> STATED TASK: Rewrite the records below, replacing every instance of "innermost point" with "most central point" and leaving everything else unchanged.

> DATA FOR THIS EXERCISE:
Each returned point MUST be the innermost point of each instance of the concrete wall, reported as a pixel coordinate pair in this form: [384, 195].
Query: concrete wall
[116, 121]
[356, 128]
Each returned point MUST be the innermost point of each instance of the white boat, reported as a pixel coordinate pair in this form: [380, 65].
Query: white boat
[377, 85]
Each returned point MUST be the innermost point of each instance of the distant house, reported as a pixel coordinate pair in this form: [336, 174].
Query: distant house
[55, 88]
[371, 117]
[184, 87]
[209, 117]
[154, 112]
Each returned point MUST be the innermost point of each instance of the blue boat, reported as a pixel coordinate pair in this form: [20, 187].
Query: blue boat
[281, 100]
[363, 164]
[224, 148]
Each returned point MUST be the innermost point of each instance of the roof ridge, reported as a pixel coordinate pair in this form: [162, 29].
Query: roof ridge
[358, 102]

> FULL OUTPUT:
Each returned point MUST be the most central point of each instance of the concrete wall, reported as a pixel coordinate pair in this form: [384, 195].
Query: concrete wall
[116, 121]
[356, 128]
Each returned point MUST be the most central point of each instance of the white boat, reported as a pixel coordinate pair in this form: [380, 65].
Query: white boat
[377, 85]
Each returned point MUST be the most central point of each instance of the distant house, reported as a pixel coordinate pair in this form: [336, 174].
Query: distant house
[55, 88]
[371, 117]
[184, 87]
[209, 117]
[154, 112]
Each returned point MUST be the most central point of each instance of the blue boat, reported as a pixel coordinate pair in this form: [20, 187].
Query: blue boat
[281, 100]
[363, 164]
[224, 148]
Each returned point MUST be the most central point of each instance of the roof ridge, reported as a pixel coordinate pair in this form: [162, 29].
Query: roof ridge
[358, 102]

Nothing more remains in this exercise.